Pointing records
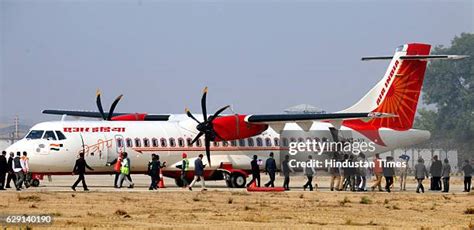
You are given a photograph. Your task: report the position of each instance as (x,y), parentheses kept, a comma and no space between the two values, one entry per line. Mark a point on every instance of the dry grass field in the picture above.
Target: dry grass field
(218,208)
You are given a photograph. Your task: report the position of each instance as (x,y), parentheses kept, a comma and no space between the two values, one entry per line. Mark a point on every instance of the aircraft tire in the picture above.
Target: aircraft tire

_PROBLEM DETAILS_
Repeat every line above word for word, but leave out the pictures.

_ANSWER TO THE EXERCISE_
You are given a photograph. Your task: report the position of each instance as (x,y), parentheses kept, a comma and no space between the two values, one entry per line. Mark a point on every instance of the dry grass field in the picture above.
Target: dry grass field
(218,208)
You are given a photograph. Your task: report the position of each instance as (x,y), parentheses kept, a comma and no space between the two values, one entry per line. Mark a point on every instance of the aircraft tire in the picture above.
Target: aircraft tire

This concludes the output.